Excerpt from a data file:
-.-.-
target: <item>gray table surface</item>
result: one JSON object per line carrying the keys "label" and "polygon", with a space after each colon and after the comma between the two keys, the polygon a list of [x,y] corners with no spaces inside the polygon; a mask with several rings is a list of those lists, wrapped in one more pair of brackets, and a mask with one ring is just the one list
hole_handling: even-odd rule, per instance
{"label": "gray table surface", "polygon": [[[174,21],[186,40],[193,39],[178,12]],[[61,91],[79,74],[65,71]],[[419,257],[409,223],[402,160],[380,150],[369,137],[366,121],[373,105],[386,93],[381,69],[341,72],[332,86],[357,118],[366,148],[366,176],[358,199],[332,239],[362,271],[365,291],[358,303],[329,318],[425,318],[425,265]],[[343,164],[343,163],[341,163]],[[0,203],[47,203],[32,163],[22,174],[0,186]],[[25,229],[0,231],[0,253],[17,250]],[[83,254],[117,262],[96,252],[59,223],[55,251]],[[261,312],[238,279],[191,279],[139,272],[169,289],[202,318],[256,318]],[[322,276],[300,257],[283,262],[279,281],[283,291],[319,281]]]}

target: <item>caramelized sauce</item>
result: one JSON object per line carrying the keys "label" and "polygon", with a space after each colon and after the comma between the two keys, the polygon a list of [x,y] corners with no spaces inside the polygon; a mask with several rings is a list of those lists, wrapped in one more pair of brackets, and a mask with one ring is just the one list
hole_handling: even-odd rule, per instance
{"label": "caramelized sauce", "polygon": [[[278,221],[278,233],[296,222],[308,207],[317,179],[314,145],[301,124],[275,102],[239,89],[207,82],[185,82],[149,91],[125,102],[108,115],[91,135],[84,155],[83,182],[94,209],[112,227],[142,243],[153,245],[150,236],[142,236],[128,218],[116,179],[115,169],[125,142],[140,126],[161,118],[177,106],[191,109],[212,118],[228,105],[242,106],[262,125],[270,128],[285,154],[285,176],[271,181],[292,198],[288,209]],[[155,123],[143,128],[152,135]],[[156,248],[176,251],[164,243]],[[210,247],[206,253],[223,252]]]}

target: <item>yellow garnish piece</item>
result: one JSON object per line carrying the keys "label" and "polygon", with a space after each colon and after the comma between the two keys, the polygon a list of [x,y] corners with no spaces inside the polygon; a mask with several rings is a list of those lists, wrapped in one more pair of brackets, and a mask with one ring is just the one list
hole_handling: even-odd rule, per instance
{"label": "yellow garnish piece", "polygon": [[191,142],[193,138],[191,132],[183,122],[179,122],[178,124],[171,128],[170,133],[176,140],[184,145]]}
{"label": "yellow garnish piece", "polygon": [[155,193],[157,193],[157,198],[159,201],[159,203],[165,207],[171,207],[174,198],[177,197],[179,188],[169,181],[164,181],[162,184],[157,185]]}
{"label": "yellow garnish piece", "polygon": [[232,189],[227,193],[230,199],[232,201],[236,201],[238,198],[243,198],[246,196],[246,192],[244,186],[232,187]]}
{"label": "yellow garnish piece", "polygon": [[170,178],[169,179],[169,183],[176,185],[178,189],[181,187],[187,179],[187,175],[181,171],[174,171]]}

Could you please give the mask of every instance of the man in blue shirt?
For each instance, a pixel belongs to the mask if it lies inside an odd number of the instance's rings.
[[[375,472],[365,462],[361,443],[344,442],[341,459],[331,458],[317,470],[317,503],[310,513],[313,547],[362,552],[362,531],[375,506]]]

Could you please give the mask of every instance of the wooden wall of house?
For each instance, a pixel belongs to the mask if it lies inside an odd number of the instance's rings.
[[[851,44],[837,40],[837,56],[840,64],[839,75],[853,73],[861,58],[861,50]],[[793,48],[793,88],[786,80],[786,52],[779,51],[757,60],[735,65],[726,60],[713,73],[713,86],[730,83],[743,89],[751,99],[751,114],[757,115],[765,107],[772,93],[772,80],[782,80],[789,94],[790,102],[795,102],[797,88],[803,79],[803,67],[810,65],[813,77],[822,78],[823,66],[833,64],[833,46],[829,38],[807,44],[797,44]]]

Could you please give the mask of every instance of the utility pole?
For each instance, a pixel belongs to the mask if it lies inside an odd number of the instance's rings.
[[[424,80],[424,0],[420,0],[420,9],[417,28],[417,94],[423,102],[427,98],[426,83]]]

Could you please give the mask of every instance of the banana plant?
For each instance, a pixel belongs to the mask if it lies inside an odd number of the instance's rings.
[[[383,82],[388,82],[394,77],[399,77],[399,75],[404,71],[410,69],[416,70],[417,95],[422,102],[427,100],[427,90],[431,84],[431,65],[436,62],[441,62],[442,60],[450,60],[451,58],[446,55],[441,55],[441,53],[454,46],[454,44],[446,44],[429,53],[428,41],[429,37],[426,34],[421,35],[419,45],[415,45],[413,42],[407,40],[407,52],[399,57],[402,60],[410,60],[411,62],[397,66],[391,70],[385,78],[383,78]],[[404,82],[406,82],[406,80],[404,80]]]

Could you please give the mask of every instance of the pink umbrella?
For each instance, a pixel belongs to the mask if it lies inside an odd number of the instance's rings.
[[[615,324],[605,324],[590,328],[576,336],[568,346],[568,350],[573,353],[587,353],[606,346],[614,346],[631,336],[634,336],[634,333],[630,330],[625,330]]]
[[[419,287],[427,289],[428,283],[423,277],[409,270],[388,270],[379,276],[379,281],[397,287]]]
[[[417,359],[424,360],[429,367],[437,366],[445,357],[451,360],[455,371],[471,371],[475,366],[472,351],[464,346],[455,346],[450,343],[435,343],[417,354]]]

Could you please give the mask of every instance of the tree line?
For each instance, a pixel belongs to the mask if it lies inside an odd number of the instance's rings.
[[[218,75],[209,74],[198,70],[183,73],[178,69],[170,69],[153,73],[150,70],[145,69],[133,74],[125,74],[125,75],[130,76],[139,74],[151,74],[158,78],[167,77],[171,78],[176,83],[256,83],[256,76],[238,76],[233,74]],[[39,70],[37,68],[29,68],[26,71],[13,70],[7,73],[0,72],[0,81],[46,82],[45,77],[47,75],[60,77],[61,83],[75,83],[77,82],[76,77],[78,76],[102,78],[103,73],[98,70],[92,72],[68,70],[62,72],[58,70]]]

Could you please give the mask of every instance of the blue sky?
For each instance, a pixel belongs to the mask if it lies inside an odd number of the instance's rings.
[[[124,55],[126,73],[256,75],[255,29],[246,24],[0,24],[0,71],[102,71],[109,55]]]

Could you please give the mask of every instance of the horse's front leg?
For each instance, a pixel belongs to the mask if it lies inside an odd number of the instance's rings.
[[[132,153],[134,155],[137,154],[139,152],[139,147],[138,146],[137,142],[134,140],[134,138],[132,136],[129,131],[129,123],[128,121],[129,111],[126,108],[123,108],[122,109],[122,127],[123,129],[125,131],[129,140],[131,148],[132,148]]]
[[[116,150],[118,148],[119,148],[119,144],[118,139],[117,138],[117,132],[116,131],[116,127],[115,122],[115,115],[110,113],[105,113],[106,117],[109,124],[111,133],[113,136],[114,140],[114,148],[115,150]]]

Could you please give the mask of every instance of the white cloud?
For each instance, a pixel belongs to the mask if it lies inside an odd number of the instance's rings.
-.-.-
### YOUR INSTRUCTIONS
Starting at the line that contains "horse's front leg?" and continuing through the last line above, arrange those lines as a JSON list of strings, one string per line, with blank lines left out.

### COMPLETE OUTPUT
[
  "Could you please give the mask of every instance of the horse's front leg?",
  "For each instance, a pixel belongs to the mask if it lies inside an odd number of the instance's rings.",
  "[[[132,153],[134,155],[137,154],[139,152],[139,147],[138,146],[137,142],[134,140],[134,138],[132,136],[129,131],[129,123],[128,121],[129,111],[126,108],[123,108],[122,109],[122,127],[123,129],[125,131],[129,140],[131,148],[132,148]]]",
  "[[[116,150],[118,148],[119,148],[119,144],[118,139],[117,138],[117,132],[116,131],[116,127],[115,122],[115,115],[110,113],[105,113],[106,117],[109,124],[111,133],[113,136],[114,140],[114,148],[115,150]]]",
  "Could you please give the mask of every instance of the white cloud?",
  "For each instance, a pixel belongs to the mask if it lies inside an odd number of the instance's rings."
]